4 Dimensionality Reduction

According to the Task1, we are supposed to build a model to identify when a state is fragile, vulnerable, or stable. Because the final categories are certain, so, we build the dimensionality reduction model, turning 21 dimensions into 2 dimensions, then we can distinguish different countries into three types clearly and show the results by figures succinctly.

4.1 Comparison of two types of dimensionality reduction methods

PCA and LDA are used in our dimensionality reduction process. Both of them are intended to classify the original data after it has been dimensionality reduced. PCA is an unsupervised approach, without classification tags. And after dimensionality reduction, it needs to be classified by unsupervised algorithms such as K-Means or self-organizing mapping network. LDA is a supervised approach that reduces the training data at first and then finds a linear discriminant function. The detailed and comprehensive comparisons of the two kinds of methods are summarized as follows.

• [Brief 1]: In the dimensionality reduction section, how many dimensions does the model start with, and how many does it reduce them to?
• [Brief 2]: Summarize the dimensionality reduction section in two sentences.

• [Given data]:
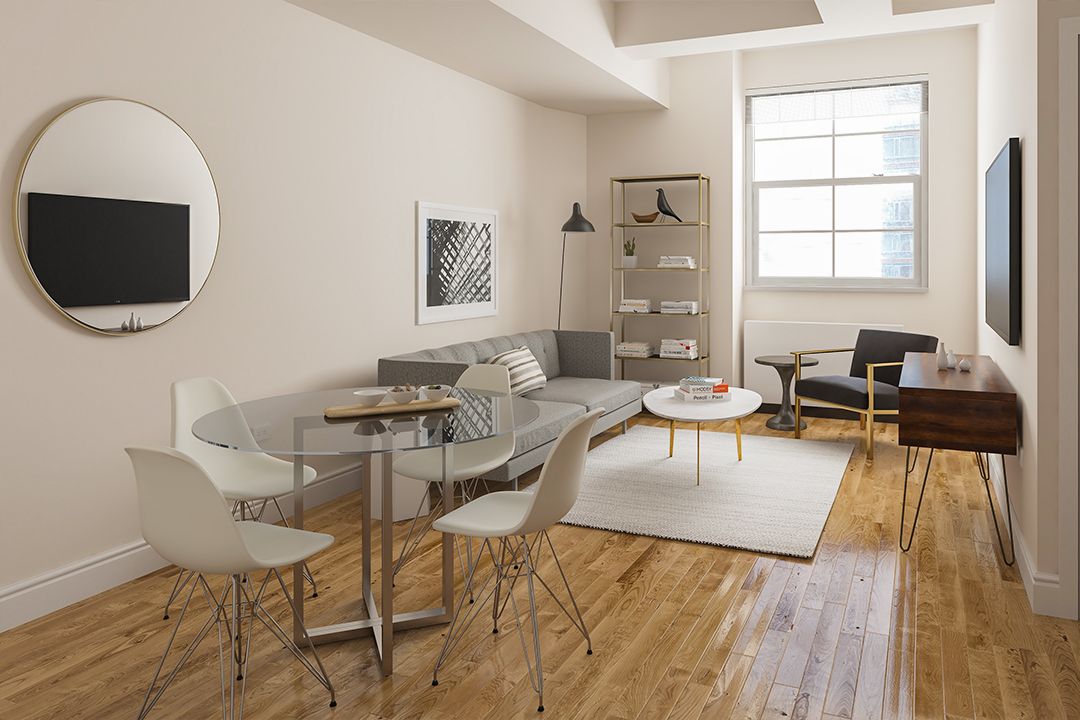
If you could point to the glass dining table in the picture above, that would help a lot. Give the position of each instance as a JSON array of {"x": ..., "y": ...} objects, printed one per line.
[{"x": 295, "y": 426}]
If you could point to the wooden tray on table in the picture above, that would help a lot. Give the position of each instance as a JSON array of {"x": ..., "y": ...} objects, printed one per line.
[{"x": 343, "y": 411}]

• [Task answer 1]: It reduces 21 dimensions to 2.

• [Task answer 2]: To identify whether a state is fragile, vulnerable, or stable, a dimensionality reduction model turns 21 dimensions into 2, so that countries can be separated into three types and the results shown in figures. Both PCA and LDA are used: PCA is an unsupervised approach that needs an algorithm such as K-Means to classify the reduced data, while LDA is a supervised approach that first reduces the training data and then finds a linear discriminant function.